- **Exercise materials**:

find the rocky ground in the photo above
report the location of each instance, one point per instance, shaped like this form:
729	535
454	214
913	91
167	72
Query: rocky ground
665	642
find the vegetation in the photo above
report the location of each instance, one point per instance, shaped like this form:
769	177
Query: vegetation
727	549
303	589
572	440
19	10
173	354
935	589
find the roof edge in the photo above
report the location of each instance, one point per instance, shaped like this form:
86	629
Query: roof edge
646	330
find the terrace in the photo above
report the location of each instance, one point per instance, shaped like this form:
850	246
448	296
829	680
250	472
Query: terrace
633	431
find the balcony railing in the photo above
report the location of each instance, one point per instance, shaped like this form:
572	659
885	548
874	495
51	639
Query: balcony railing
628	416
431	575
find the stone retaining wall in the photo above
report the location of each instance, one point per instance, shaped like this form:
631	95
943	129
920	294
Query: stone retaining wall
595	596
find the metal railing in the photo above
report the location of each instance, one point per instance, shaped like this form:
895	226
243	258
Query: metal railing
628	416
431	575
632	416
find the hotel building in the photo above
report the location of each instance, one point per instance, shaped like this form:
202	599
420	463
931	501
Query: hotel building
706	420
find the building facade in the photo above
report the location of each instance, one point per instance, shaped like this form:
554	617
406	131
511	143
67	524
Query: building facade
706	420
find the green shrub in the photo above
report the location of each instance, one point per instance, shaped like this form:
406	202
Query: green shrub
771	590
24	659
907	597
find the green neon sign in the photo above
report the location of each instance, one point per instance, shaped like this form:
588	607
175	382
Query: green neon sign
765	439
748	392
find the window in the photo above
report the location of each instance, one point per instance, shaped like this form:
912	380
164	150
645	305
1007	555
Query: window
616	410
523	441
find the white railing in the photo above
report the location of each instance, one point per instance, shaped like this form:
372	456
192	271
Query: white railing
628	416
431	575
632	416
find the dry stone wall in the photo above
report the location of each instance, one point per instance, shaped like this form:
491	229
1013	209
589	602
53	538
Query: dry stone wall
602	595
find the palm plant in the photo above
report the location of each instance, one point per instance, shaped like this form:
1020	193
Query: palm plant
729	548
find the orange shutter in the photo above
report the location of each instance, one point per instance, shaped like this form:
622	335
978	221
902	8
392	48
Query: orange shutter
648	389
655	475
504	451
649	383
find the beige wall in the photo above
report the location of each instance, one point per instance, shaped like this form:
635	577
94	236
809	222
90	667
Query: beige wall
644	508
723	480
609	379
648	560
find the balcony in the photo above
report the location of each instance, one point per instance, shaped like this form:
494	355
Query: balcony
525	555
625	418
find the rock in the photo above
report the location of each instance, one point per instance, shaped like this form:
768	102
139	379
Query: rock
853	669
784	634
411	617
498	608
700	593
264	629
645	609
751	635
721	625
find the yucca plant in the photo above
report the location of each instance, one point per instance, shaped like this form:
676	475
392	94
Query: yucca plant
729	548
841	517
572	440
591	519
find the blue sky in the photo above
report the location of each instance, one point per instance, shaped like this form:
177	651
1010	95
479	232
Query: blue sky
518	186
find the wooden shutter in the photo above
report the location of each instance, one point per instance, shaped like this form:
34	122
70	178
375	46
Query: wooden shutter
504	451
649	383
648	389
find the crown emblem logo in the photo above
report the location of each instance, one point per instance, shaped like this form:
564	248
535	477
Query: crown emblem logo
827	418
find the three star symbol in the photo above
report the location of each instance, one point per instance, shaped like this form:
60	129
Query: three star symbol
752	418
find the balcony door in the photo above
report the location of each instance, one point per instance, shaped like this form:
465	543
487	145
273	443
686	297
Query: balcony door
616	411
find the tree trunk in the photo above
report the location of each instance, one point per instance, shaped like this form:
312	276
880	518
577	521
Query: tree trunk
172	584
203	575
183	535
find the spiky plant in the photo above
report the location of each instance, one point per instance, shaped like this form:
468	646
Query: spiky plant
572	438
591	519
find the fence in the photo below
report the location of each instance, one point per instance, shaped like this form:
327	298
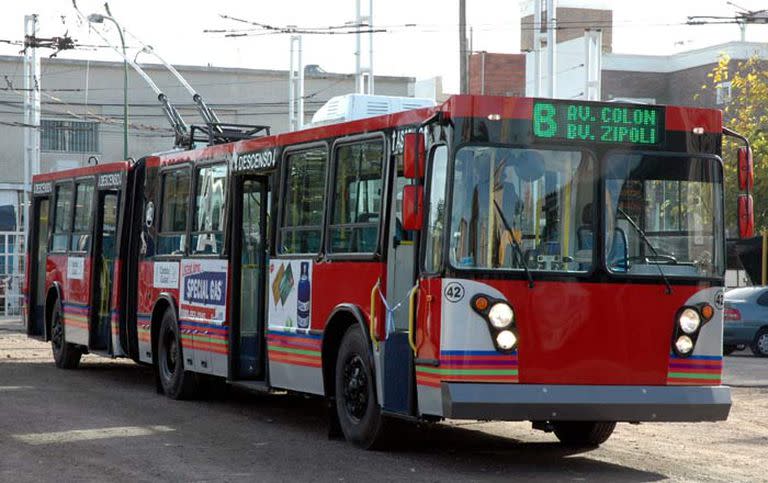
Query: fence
12	255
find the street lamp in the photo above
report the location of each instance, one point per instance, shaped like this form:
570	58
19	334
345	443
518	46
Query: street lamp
98	18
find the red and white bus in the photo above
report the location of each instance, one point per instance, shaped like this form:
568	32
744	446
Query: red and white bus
490	258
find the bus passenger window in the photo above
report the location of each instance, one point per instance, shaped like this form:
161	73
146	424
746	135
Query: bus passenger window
62	217
81	235
354	227
434	244
173	220
304	199
208	227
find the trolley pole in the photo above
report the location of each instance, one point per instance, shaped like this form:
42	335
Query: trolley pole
463	46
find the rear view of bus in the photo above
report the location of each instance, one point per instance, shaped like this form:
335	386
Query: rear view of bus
573	259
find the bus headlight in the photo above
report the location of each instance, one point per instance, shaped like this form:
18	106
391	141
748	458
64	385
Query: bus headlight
684	344
501	315
689	321
506	340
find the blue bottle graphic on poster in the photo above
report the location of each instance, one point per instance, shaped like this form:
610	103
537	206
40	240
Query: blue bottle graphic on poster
302	306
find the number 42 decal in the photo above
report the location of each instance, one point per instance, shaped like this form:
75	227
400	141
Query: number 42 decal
454	292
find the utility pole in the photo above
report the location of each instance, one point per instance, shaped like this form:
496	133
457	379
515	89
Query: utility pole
463	47
551	46
363	72
296	86
593	66
538	36
31	113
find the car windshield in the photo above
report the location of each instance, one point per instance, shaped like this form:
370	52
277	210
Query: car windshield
663	212
544	196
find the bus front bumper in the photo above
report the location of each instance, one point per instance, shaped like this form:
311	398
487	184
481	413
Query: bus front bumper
540	402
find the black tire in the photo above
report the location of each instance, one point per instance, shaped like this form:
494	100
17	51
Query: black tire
358	410
65	355
760	343
174	380
583	433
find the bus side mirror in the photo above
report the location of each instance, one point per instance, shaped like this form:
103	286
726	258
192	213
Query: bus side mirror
746	217
746	169
413	207
413	155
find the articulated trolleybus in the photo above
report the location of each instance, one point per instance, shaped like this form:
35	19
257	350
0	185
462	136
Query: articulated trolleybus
490	258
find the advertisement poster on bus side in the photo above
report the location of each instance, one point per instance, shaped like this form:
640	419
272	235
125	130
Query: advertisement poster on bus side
203	290
290	291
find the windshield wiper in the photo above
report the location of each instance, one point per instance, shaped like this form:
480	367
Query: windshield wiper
515	244
650	245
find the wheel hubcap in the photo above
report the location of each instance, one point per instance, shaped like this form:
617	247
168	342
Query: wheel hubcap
762	343
57	333
169	357
355	388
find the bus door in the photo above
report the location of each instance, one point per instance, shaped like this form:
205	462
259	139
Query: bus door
39	256
249	270
401	277
104	255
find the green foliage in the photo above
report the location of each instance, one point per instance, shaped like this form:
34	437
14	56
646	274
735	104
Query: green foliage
746	113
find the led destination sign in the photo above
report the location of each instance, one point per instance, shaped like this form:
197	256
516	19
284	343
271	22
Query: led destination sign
602	123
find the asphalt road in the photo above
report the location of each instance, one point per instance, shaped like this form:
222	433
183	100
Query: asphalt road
105	421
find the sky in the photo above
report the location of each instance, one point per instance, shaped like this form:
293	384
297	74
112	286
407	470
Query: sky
421	38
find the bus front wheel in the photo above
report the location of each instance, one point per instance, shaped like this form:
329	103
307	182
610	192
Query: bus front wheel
65	355
176	382
358	410
583	433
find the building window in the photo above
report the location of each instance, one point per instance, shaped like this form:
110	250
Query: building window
723	90
208	227
357	201
173	219
69	136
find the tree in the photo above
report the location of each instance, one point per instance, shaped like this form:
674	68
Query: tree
746	112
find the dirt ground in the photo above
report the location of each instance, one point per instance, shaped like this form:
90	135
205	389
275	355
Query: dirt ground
278	438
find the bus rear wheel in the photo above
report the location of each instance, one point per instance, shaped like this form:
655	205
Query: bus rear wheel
583	433
175	381
356	405
65	355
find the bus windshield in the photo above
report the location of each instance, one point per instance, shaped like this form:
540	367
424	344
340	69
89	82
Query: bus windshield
542	195
663	212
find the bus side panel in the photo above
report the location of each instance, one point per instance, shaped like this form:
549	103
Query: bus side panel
293	345
77	308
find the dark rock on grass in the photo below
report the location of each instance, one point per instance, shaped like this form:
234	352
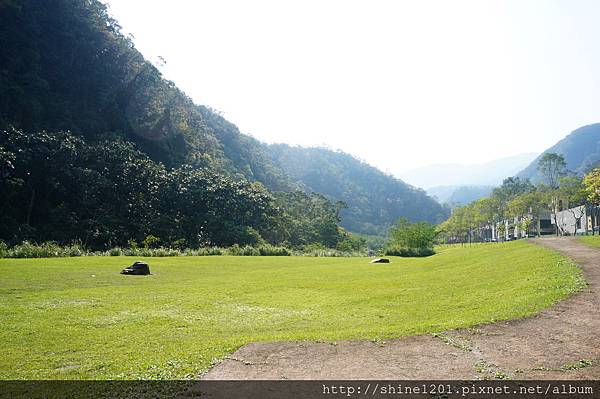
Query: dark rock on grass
137	269
380	260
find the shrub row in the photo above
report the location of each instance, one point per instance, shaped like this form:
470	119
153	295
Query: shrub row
53	250
409	252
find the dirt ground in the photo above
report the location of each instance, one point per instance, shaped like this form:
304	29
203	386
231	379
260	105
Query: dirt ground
558	343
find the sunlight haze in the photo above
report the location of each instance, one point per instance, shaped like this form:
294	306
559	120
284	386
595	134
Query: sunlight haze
399	84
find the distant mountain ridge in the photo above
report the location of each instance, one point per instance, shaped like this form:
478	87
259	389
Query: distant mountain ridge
459	195
581	149
485	174
374	199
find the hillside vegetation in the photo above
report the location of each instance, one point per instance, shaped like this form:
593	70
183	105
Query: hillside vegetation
374	200
580	149
73	86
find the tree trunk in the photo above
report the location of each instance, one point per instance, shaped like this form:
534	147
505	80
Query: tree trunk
30	207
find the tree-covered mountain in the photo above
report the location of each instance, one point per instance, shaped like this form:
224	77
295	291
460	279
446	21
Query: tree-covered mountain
581	150
69	74
374	199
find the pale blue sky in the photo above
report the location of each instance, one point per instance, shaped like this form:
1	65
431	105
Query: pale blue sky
400	84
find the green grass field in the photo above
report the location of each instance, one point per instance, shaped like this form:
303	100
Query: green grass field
78	318
592	241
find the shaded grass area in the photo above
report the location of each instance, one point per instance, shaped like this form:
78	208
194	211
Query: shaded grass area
78	318
592	241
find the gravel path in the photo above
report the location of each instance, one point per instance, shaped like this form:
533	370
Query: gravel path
558	343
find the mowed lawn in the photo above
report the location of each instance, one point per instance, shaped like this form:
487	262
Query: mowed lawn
78	318
592	241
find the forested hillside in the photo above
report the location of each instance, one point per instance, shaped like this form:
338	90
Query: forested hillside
96	146
374	200
581	150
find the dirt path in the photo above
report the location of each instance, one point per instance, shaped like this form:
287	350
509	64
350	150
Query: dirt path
555	344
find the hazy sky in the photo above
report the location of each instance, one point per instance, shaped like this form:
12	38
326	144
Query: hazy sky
400	84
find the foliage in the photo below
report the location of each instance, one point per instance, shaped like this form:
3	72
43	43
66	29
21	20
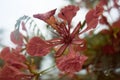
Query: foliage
95	53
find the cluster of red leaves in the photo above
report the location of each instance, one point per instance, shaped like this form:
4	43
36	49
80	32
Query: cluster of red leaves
69	58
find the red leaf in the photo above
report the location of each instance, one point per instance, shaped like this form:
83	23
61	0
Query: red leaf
23	26
17	37
68	12
38	47
61	50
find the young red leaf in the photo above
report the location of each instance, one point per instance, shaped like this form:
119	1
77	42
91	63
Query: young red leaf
17	37
38	47
68	12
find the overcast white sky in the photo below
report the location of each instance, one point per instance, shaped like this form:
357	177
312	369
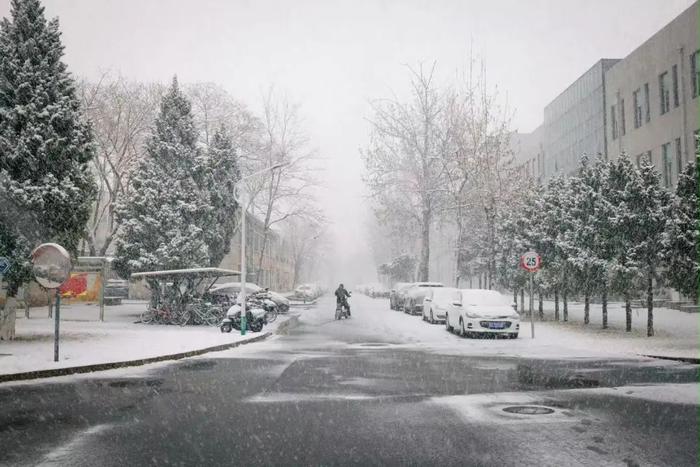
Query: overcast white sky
332	56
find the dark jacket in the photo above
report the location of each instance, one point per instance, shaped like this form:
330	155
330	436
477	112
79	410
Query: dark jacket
341	294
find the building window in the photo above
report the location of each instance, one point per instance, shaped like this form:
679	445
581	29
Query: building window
666	163
647	103
664	93
623	130
644	157
637	103
695	72
613	121
674	78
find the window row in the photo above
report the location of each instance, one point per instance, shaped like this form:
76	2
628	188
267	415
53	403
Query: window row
668	94
671	155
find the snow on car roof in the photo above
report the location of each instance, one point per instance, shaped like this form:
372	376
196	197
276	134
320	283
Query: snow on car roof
484	297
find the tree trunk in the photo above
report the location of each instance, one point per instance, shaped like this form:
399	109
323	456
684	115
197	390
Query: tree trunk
628	312
49	296
424	264
650	304
604	299
8	315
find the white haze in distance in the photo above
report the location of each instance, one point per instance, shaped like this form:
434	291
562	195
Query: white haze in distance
332	56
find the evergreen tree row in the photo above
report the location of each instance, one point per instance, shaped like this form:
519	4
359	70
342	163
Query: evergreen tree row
610	230
180	209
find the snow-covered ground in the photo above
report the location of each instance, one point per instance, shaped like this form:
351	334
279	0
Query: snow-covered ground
84	340
676	334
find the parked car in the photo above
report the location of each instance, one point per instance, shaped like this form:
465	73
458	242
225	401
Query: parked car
308	291
413	301
482	312
377	291
397	295
436	303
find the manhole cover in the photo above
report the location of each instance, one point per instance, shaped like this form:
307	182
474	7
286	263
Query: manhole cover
528	410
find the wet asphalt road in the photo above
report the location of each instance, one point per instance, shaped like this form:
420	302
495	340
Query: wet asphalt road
346	393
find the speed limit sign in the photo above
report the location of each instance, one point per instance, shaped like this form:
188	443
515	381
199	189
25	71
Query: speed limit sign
530	261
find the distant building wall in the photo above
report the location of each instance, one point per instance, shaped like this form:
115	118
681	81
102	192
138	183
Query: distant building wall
528	152
653	101
574	122
277	265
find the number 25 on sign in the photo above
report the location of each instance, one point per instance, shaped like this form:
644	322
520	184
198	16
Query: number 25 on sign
530	261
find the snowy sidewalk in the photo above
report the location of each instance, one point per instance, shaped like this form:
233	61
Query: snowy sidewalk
677	334
86	341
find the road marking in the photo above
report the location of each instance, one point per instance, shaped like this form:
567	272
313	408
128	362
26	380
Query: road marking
62	454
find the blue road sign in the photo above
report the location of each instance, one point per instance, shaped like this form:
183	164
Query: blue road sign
5	264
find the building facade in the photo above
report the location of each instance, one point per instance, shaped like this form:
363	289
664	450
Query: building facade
277	270
574	122
528	152
653	98
645	105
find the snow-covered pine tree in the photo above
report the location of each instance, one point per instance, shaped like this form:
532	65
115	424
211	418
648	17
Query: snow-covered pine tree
222	173
606	235
557	222
682	235
45	144
623	189
650	207
582	239
166	214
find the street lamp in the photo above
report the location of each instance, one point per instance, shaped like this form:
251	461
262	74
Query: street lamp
244	211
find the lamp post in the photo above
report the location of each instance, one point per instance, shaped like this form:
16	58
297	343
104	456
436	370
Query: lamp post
244	211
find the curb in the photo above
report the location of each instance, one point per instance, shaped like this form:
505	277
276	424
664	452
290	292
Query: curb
283	328
694	361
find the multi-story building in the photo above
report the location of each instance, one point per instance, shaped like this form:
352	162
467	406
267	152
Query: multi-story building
574	122
653	98
277	270
528	151
645	105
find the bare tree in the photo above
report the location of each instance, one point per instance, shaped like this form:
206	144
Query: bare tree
401	171
121	112
477	170
288	192
214	107
307	242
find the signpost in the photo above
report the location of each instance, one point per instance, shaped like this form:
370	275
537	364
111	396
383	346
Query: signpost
531	262
5	265
51	266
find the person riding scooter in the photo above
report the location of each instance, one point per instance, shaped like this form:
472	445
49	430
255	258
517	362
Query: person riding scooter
341	296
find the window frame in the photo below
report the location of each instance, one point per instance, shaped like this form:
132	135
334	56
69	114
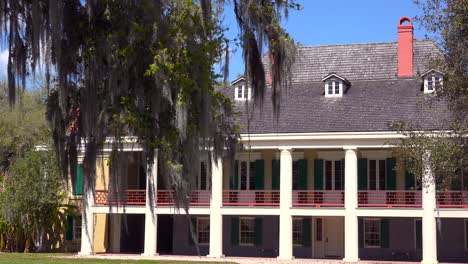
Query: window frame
334	82
333	174
432	78
377	174
368	220
299	232
252	219
77	225
199	219
246	93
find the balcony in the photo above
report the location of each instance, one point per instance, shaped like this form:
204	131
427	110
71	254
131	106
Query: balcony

- **Instructions to follow**:
Pictures are not part of the copy; reproduce exactly and only the lines from the line containing "find the signpost in the photo above" through the end of the listing.

- **Expected answer**:
find the signpost in the photo above
report the location of each instance, one point per instance, shaped like this form:
370	275
537	364
111	396
383	346
Query: signpost
531	262
5	265
51	266
find the person riding scooter in the photo above
report the location of each instance, one point per instance, shaped like this form:
472	445
49	430
255	258
517	362
Query: person riding scooter
341	296
find the window frame in the photo below
report the location of each instance, one point per instance, shaped like this form:
132	135
334	56
69	114
Query: window frame
334	82
333	174
432	78
377	174
368	220
299	232
252	219
77	225
199	219
246	93
find the balcony in the photo above
report the location of each instance, one point per instance, shaped like this form:
204	131
427	110
71	254
131	106
Query: balcony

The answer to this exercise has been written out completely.